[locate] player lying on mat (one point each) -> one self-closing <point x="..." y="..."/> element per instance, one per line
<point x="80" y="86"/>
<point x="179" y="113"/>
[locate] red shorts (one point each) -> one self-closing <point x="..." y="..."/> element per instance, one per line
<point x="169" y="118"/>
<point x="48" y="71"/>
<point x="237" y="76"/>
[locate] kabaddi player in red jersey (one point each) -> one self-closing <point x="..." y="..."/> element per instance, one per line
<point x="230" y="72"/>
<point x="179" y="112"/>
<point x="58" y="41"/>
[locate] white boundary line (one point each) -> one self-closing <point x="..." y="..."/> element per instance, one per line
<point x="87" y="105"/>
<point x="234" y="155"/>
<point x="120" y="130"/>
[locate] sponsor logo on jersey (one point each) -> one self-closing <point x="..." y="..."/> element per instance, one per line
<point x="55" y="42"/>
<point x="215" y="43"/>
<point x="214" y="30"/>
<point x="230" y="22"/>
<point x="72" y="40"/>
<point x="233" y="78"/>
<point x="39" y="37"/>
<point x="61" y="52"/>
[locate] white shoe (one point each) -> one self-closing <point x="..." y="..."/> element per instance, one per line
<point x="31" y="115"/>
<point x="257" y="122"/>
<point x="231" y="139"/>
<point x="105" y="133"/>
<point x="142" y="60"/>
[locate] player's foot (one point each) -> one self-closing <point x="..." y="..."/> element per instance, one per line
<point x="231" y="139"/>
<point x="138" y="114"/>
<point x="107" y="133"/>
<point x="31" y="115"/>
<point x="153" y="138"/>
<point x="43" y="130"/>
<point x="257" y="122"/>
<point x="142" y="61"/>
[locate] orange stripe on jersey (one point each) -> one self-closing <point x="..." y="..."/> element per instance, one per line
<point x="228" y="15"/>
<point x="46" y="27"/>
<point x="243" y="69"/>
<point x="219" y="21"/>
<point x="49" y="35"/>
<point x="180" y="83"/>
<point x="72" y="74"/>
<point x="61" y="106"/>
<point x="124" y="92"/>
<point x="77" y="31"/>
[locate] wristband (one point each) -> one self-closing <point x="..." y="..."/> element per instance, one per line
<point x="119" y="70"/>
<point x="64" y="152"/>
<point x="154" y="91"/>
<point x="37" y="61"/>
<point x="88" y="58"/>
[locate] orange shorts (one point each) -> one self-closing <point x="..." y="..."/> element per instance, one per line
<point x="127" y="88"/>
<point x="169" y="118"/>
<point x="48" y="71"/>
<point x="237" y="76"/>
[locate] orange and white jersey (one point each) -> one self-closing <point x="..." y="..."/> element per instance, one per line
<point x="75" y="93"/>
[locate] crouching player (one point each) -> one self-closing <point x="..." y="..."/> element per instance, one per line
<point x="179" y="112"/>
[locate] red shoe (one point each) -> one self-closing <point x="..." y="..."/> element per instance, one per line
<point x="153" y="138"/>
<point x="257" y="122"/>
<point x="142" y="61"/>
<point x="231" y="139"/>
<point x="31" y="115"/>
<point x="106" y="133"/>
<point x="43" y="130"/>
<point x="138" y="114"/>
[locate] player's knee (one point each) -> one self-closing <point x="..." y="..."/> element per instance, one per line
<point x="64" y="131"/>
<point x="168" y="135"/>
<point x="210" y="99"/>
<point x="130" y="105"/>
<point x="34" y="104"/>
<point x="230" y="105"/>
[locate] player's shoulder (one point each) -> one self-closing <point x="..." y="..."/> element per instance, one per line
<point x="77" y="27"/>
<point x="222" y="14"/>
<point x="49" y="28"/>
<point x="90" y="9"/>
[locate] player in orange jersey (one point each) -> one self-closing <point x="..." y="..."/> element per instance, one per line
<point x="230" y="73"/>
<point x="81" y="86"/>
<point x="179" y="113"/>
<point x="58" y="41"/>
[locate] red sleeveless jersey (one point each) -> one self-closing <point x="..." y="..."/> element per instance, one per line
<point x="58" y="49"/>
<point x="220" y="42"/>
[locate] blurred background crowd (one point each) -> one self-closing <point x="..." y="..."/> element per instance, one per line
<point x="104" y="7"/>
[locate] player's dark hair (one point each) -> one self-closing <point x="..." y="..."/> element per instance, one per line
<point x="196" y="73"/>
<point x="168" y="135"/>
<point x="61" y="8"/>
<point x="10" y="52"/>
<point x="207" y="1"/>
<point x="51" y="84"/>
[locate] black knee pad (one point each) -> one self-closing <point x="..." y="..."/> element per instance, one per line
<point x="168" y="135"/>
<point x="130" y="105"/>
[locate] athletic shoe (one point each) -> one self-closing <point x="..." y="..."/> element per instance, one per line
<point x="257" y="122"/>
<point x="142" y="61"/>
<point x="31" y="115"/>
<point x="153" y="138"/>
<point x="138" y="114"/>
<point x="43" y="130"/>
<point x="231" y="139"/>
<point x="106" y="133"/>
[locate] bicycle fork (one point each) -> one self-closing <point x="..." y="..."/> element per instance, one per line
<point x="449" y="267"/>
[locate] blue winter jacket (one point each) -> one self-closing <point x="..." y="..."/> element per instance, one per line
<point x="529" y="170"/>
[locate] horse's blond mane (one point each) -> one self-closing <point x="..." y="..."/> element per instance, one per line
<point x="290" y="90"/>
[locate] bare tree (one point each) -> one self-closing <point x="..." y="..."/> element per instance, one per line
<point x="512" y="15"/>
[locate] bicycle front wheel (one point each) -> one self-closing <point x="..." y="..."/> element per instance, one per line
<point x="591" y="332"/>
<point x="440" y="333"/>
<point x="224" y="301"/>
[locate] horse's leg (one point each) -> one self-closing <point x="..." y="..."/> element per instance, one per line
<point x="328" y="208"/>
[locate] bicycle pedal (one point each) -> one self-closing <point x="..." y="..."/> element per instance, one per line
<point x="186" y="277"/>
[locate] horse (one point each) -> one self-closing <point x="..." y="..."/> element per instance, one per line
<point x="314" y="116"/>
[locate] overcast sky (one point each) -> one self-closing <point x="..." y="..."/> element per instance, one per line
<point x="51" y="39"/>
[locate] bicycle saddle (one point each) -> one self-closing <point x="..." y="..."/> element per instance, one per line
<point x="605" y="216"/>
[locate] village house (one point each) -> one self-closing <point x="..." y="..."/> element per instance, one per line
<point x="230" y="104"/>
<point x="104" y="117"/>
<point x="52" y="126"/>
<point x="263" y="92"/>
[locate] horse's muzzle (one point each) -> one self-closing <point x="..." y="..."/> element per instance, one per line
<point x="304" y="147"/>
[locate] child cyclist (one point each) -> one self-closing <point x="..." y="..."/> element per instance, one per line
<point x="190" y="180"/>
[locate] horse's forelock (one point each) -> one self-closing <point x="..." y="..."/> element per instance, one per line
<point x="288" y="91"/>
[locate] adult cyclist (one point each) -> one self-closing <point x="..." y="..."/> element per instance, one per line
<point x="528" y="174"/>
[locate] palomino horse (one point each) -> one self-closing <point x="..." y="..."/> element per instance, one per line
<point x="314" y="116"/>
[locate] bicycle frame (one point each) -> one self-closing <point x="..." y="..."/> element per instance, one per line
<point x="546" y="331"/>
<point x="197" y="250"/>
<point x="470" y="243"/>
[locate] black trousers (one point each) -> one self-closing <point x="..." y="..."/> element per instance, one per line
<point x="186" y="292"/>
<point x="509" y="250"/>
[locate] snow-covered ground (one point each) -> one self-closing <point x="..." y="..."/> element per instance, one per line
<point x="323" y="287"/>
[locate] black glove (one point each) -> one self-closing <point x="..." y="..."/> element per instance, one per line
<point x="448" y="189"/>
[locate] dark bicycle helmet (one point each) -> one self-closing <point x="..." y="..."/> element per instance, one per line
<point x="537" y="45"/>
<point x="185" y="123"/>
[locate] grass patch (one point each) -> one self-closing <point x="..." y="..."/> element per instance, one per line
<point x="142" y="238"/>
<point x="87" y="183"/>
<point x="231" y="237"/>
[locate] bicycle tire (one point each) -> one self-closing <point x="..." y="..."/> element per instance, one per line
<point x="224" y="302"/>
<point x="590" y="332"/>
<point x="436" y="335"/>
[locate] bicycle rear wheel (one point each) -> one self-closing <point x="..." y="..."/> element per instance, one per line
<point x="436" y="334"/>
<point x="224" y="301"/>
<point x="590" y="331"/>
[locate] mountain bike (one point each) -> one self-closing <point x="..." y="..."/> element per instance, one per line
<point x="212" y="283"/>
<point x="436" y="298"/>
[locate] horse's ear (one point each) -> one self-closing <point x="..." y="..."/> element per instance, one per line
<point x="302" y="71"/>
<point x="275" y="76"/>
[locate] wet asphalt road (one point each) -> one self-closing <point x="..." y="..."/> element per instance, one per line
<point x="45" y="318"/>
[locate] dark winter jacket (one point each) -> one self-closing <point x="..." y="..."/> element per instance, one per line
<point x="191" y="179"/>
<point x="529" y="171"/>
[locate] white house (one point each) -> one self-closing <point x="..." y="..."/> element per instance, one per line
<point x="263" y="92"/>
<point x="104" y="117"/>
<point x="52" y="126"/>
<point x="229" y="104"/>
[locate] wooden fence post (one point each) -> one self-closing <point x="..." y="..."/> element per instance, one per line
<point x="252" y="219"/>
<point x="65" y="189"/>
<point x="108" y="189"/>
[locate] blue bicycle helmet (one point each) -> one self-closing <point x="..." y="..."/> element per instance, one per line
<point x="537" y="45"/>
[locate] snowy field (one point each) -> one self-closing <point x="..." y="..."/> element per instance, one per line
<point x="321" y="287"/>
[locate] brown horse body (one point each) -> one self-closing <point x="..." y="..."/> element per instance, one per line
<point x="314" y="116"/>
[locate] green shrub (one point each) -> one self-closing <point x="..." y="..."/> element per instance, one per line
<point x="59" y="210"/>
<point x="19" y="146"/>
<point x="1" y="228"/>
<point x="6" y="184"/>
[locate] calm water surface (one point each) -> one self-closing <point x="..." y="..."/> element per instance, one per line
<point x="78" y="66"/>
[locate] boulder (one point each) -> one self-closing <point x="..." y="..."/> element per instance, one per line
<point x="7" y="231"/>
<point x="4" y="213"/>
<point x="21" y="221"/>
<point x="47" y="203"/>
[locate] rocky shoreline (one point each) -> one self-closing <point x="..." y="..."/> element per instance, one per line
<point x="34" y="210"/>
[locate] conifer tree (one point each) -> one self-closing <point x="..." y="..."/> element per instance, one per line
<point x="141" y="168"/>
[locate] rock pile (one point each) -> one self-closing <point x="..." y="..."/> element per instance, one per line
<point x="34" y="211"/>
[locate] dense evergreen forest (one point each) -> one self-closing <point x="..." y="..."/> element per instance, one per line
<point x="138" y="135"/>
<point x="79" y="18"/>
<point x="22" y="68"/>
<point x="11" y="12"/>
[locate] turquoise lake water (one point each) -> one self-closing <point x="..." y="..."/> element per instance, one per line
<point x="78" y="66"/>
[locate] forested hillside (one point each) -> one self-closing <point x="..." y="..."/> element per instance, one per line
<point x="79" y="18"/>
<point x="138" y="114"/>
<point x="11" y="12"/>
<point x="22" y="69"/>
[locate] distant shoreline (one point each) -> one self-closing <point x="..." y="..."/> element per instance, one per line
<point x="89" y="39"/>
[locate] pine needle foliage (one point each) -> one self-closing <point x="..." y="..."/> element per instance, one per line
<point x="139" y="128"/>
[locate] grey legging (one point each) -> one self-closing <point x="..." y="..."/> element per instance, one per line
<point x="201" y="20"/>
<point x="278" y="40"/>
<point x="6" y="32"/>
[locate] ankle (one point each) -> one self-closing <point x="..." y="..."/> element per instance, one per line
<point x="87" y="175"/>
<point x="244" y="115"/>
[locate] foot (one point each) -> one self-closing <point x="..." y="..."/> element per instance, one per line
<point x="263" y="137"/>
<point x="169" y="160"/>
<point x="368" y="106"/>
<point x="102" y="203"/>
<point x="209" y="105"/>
+-------+
WHAT YOU HAVE TO DO
Return, word for word, the lines from the one containing "[locate] ankle (one" through the end of the data above, both ends included, and nothing else.

TASK SOLUTION
[locate] ankle (one point each) -> one self-closing <point x="..." y="..."/> element per instance, one per line
<point x="87" y="175"/>
<point x="244" y="115"/>
[locate] foot (one point each) -> one self-closing <point x="..." y="..."/> element per instance, one per line
<point x="263" y="137"/>
<point x="169" y="160"/>
<point x="368" y="106"/>
<point x="102" y="203"/>
<point x="209" y="105"/>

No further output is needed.